■ **INFORMATION SUPPLIED**

== Segment start ==

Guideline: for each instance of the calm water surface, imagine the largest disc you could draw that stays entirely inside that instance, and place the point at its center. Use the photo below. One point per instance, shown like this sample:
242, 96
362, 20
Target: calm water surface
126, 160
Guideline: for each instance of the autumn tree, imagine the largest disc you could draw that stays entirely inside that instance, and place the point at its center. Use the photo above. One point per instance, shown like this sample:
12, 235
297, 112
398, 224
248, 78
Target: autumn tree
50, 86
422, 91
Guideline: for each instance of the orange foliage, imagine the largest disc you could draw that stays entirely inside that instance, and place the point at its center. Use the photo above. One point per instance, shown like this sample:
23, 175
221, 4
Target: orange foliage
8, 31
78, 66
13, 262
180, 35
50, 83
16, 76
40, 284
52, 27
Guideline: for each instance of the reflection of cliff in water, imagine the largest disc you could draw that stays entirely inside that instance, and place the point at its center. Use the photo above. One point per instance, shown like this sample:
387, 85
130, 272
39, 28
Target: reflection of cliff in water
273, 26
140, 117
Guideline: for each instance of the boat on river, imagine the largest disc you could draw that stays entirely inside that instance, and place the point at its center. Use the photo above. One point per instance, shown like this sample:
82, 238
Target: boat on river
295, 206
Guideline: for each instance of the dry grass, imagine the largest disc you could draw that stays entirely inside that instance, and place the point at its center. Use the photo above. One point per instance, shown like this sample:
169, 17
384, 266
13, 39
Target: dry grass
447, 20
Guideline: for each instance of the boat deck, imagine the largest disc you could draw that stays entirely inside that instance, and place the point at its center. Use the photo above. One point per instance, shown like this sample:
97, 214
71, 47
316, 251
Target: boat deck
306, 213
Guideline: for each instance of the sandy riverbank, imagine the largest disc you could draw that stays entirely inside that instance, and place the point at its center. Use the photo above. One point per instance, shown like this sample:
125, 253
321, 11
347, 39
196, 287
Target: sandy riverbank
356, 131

== Segment end ==

■ **ASSIGNMENT**
Set down no line except those from the one with "Target: boat deck" to the last line of the data, inclusive, each exactly as written.

■ **EXERCISE RESPONSE**
Target: boat deck
306, 213
Guideline: for each instance of the sandy riverbank, imagine the largest disc you could draw that stays entirely inside that instance, and place the point at its center. Use the photo above. One point per instance, shown like this sample:
125, 253
321, 11
347, 39
196, 287
Target: sandy riverbank
356, 131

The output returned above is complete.